Stored rows -
━━━

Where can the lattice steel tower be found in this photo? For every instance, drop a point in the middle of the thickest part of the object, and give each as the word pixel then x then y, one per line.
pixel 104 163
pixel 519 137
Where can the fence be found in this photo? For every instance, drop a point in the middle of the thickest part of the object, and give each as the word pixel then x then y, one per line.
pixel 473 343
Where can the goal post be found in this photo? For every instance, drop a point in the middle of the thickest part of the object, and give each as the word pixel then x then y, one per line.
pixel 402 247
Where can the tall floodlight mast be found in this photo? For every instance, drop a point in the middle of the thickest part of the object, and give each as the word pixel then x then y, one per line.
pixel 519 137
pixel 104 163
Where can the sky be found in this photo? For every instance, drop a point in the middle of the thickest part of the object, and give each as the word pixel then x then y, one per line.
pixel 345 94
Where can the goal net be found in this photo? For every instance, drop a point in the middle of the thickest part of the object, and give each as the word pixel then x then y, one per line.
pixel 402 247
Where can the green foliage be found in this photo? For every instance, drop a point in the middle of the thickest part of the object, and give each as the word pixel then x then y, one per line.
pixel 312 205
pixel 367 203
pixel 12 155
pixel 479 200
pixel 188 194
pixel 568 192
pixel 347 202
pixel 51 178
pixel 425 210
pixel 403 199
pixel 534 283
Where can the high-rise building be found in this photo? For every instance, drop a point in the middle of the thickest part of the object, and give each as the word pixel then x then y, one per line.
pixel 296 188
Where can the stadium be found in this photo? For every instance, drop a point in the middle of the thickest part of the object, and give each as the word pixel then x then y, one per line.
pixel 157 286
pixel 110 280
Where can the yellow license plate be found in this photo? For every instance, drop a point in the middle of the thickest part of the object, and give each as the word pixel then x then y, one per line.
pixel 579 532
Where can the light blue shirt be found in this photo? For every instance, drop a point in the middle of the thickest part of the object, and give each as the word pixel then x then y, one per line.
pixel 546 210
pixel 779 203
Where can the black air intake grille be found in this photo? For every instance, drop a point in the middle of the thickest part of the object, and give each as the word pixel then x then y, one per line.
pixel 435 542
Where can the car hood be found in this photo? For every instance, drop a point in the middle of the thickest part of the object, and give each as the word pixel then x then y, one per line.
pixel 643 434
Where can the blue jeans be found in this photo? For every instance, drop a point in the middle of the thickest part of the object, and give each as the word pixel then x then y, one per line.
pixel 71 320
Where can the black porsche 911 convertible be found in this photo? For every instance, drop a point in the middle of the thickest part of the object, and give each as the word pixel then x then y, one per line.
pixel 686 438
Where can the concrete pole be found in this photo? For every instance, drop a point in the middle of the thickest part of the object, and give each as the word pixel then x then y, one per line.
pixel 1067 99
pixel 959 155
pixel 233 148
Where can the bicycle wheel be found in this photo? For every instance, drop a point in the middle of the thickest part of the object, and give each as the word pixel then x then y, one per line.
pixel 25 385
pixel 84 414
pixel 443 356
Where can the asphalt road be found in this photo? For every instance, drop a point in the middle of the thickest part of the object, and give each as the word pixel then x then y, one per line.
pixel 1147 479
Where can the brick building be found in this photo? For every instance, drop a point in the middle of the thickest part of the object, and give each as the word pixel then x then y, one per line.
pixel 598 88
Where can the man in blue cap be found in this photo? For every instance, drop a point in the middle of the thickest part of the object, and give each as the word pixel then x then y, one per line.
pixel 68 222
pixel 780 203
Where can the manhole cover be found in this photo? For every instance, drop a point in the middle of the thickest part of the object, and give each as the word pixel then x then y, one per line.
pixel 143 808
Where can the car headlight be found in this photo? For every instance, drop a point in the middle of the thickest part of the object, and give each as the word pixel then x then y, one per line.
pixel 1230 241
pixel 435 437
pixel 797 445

━━━

In all of the items above, replace "drop a point" with "place a dot" and write the lines out again with nothing else changed.

Reply -
Where can the lattice steel tower be found in this photo? For every instance, place a dot in the middle of the thickest part of the object, and give each as the word pixel then x then y, one per line.
pixel 104 163
pixel 519 137
Where can the fence be found in this photo? For every instance, place a dot in the middle of the thickest part of the object, and give each as the word pixel then x then y, one per line.
pixel 473 343
Where can the goal post be found in this photo? For every instance, place a dot in the middle of the thickest part of the object, and give each as the word pixel then x then y, one per line.
pixel 402 247
Where can the tall floodlight mast be found in this photo? For every instance, place a dot in the middle of the thickest part of the object, and give each as the word pixel then x then y, one per line.
pixel 519 137
pixel 104 163
Where can the sky be found in this photo? For every instance, place a dot in the middle of the thickest part of the object, and give each as the word pixel then x then y, one per line.
pixel 345 94
Where can the goal net be found in this photo? For every instance, place a dot in the middle of the thickest part of the object, and give each as the word pixel then x then y, one per line.
pixel 402 247
Where can the green foliage be found in this photo? For every instance, place a dot in the middle of the thickest part of the object, and give each as the word pixel then x then y, one per line.
pixel 312 205
pixel 367 203
pixel 12 155
pixel 479 200
pixel 188 194
pixel 568 192
pixel 347 202
pixel 51 178
pixel 425 210
pixel 403 199
pixel 534 283
Where can the high-rise building be found in this photo? For every instance, place a dot in the middle of the thickest part of the object, and give each as the word pixel then x then y, one per line.
pixel 296 188
Where can the stadium be found in this photo? For every instance, place a dot in the middle of the thickest part of the object, and give each as the word pixel then x then y, one per line.
pixel 157 286
pixel 110 280
Where can the yellow license plate be found in this photo? For every instance, place a dot in the middle of the thickest part of the object, and give each as the word pixel then x then y, one per line.
pixel 579 532
Where can the light blue shirt be found in this photo? For every instance, place a dot in the middle of the thickest part of the object, and give each as the word pixel then x then y, one per line.
pixel 546 210
pixel 779 203
Where can the black air intake grille be found in this photo? For every instance, place a dot in the middle of the thickest part of the object, and give each as the word pixel then x then y, one per line.
pixel 435 542
Where can the car hood be found in this photo? For every instance, place a dot in the middle of the thickest part of the object, and give each as the word pixel then x then y, one per line.
pixel 643 434
Where can the blue jeans be found in this photo? For every instance, place a dot in the middle of the thickest part of the object, and give each as the word pixel then x then y, one per line.
pixel 71 320
Where can the black porsche 911 convertible be found in this photo? For every instance, place a dot in the middle of the thickest part of the object, and give each as the word pixel then x then y, one per line.
pixel 686 438
Where can the concrete pole be found in this photo? For every instance, place a dot in the middle of the thickest part of the object, and give each as the word pixel then x then y, one per line.
pixel 1067 99
pixel 959 155
pixel 233 148
Where can the bicycle wheel be found in this photo? For every instance, place a dot in the middle of the thickest part of the object, and give each as the word pixel then x then y, one per line.
pixel 25 385
pixel 84 414
pixel 443 356
Where can the asphalt road be found in this photo? For every instance, place a dot in the middle of the thickest part of the object, and give each as the word pixel then x then y, one per line.
pixel 1147 479
Where can the brick building be found in this photo? For every instance, place a dot in the middle of the thickest part of the object, and give each as the word pixel then x then y, one per line.
pixel 598 88
Where can the man in blue cap be found in this photo? For every instance, place a dot in the middle of the thickest part of the object, and give each as the word pixel then x then y, one per line.
pixel 68 222
pixel 780 203
Where can the manhole cover be found in this photo? For every instance, place a dot in the middle of the thickest part of the object, and give each as the word pixel then x then y, one per line.
pixel 143 808
Where can the car headlight be found in this photo? For every instance, place a dot in the middle of the thickest part of the object, and give each as the word pixel then x then y, one per line.
pixel 1230 241
pixel 435 437
pixel 797 445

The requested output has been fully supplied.